- **Document extract**
>>>
Confidentiality Agreement

for Atlas Real Estate Advisors

I have read and agree to the Confidentiality Agreement

Agreement

This Confidentiality Agreement (Agreement) is being made by the party seeking to access information (You, Your) regarding a real estate asset (Property) listed on a website owned by AtlasREA.com or one of its subsidiaries. You are making this Agreement for the benefit of the property seller (Seller) and Seller’s listing broker (Broker).  By acknowledging this Agreement, you represent and warrant that you are accessing Confidential information only in connection with a possible Transaction involving the Property and that you are not the borrower, debtor, guarantor, or another obligor with respect to the property, or an affiliate, representative, agent, accountant, or attorney of any such party.

  1. Confidential Information. As used in this Agreement, the term Confidential Information shall mean all information relating to the Property provided by and on behalf of Seller to you and your Representatives (as defined below) orally, in writing, through a deal room or data vault, or by any other media, whether provided before or after the date you acknowledge this agreement. Confidential Information does not however include any information or material that: a) was previously known to you and in your possession free of any obligation to keep it confidential, so long as you did not receive such information directly or indirectly from Seller/Broker b) is or becomes publicly available, other than as a result of a disclosure by you or your Representatives; c) is independently developed by you or your representatives without knowledge and reasonable belief, would not violate any confidentiality or other legal obligation owed to Seller/Broker.
  2. Limitations on Use. You may use Confidential Information solely for evaluation of the purchase/lease of or extension of financing for the Property and not for any other purpose. Access to Confidential Information for any other purpose is prohibited and may cause irreparable harm and damage to Seller/Broker. This Agreement does not convey any title, ownership, or other intellectual property rights to license in or to Confidential Information.
  3. Limitations on Disclosure. Confidential Information is proprietary, secret, and/or confidential. You agree to take all reasonable measures to safeguard the Confidential Information against unauthorized access and to not publish or disclose Confidential Information to any third party without the prior written consent of Seller/Broker. However, you may disclose Confidential Information on a need to know basis to evaluate the Transaction to your employees, officers, agents, directors, members, managers, attorneys, accountants, financial advisors, partners, and other consultants (Representatives), provided that such Representatives are first informed of this Agreement, you and the Representatives shall be jointly and severally liable for such breach.  You agree to promptly notify Seller/Broker of any actual or suspected misuse, misappropriation, unauthorized disclosure or security breach of or affecting Confidential Information in violation of this Agreement. Notwithstanding anything to the contrary in this Agreement, you may disclose Confidential Information to the extent required by judicial or government order, provided you promptly notify Seller/Broker before such disclosure and reasonably cooperate if Seller/Broker elects to legally contest to avoid such disclosure.
<<<
- **Dataset extract**
>>>
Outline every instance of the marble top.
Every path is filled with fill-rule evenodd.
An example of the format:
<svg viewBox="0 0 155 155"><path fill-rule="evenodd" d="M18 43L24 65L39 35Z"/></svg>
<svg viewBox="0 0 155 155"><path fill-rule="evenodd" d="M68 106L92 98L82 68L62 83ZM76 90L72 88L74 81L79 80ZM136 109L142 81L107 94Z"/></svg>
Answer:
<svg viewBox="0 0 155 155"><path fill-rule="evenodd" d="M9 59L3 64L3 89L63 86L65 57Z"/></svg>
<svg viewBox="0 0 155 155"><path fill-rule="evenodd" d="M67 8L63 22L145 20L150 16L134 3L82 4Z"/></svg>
<<<
- **Problems to solve**
**a.** In the confidentiality agreement, copy everything from "for Atlas Real" down to "any such party.".
**b.** According to the confidentiality agreement, for whose benefit is the Agreement made?

- **Problem solutions**
**a.**
for Atlas Real Estate Advisors

I have read and agree to the Confidentiality Agreement

Agreement

This Confidentiality Agreement (Agreement) is being made by the party seeking to access information (You, Your) regarding a real estate asset (Property) listed on a website owned by AtlasREA.com or one of its subsidiaries. You are making this Agreement for the benefit of the property seller (Seller) and Seller’s listing broker (Broker).  By acknowledging this Agreement, you represent and warrant that you are accessing Confidential information only in connection with a possible Transaction involving the Property and that you are not the borrower, debtor, guarantor, or another obligor with respect to the property, or an affiliate, representative, agent, accountant, or attorney of any such party.

**b.** The property seller (Seller) and the Seller's listing broker (Broker).